Task -
Select every line in the items below that contains the string "pants", and copy each such line. Matching is case-sensitive.

Listed entries -
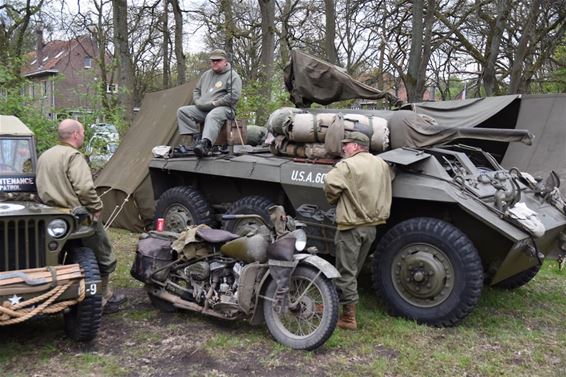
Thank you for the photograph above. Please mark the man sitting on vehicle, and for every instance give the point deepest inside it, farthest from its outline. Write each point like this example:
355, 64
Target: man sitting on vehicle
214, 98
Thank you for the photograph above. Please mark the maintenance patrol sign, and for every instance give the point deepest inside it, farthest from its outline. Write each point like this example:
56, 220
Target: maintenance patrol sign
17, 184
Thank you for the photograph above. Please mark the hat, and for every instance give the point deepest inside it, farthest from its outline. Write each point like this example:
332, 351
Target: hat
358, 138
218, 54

---

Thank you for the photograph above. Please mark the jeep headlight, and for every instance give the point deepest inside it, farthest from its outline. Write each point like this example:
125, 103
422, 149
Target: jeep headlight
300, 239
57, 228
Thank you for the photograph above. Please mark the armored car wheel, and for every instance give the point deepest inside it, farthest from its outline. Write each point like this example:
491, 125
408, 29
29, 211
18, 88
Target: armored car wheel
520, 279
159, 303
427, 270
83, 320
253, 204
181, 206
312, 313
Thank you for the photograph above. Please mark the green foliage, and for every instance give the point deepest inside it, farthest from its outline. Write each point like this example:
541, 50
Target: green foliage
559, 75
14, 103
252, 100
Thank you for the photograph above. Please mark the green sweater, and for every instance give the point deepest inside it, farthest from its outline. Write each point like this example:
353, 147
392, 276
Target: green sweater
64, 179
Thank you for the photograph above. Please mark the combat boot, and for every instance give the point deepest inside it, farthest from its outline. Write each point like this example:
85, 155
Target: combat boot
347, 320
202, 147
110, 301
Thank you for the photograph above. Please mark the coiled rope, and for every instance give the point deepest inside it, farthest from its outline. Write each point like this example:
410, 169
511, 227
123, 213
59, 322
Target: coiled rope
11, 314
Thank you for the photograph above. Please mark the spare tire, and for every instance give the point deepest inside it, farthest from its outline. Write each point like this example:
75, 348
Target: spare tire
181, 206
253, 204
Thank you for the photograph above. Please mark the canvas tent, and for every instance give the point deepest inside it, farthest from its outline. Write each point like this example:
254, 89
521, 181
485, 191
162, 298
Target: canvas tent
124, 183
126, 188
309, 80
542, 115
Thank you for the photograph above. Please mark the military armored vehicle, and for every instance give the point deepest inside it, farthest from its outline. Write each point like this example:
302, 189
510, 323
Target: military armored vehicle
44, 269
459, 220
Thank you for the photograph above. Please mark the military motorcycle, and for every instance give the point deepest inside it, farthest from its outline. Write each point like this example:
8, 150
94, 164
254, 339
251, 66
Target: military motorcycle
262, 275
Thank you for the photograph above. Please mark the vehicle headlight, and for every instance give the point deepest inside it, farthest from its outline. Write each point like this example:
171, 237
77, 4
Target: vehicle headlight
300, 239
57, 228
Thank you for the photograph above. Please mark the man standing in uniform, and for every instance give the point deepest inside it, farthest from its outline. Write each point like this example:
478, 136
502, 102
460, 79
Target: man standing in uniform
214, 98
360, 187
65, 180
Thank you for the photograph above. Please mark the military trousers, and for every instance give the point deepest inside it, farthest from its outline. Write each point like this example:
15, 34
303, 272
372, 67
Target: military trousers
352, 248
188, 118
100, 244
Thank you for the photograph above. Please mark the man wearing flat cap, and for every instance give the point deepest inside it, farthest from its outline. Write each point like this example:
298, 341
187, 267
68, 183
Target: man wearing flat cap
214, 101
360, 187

==

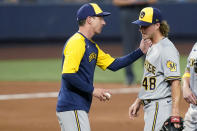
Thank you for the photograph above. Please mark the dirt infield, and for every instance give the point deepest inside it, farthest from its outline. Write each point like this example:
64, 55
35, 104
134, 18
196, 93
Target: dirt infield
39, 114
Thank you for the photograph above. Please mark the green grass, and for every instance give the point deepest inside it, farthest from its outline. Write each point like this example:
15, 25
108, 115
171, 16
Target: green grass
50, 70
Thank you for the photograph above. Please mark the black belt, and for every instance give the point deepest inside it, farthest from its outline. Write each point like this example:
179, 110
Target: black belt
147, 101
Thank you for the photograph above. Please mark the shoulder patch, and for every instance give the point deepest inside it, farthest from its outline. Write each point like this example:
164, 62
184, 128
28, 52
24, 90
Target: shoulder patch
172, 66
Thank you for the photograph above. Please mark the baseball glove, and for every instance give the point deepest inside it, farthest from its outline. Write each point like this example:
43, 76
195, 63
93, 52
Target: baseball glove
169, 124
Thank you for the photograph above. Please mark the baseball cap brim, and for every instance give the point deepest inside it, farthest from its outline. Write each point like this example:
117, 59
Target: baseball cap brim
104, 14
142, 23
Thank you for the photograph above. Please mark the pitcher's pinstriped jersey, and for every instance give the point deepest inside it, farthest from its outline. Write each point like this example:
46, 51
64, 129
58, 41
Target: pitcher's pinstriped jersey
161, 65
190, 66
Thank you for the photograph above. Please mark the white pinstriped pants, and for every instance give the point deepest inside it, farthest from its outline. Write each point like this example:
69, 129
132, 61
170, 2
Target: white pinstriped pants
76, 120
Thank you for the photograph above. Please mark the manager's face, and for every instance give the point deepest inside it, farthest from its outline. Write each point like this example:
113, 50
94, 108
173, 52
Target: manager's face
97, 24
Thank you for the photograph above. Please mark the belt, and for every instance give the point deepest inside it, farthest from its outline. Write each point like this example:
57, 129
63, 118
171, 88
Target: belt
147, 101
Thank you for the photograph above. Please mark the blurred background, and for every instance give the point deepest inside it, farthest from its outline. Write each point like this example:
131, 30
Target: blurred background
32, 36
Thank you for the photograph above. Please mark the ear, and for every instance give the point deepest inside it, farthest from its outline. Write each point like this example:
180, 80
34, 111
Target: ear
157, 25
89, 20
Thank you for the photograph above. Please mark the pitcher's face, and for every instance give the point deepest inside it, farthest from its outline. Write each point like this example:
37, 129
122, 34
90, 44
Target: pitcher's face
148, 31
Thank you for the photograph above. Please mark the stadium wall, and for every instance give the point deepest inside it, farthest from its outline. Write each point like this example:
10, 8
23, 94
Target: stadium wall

Response to the task -
Thank you for the photograph above. Please mark the white pinstriped pants, and for every instance give the point deepest inside it, farthest from its outline. Write each point like this example:
Target: white pinstriped pants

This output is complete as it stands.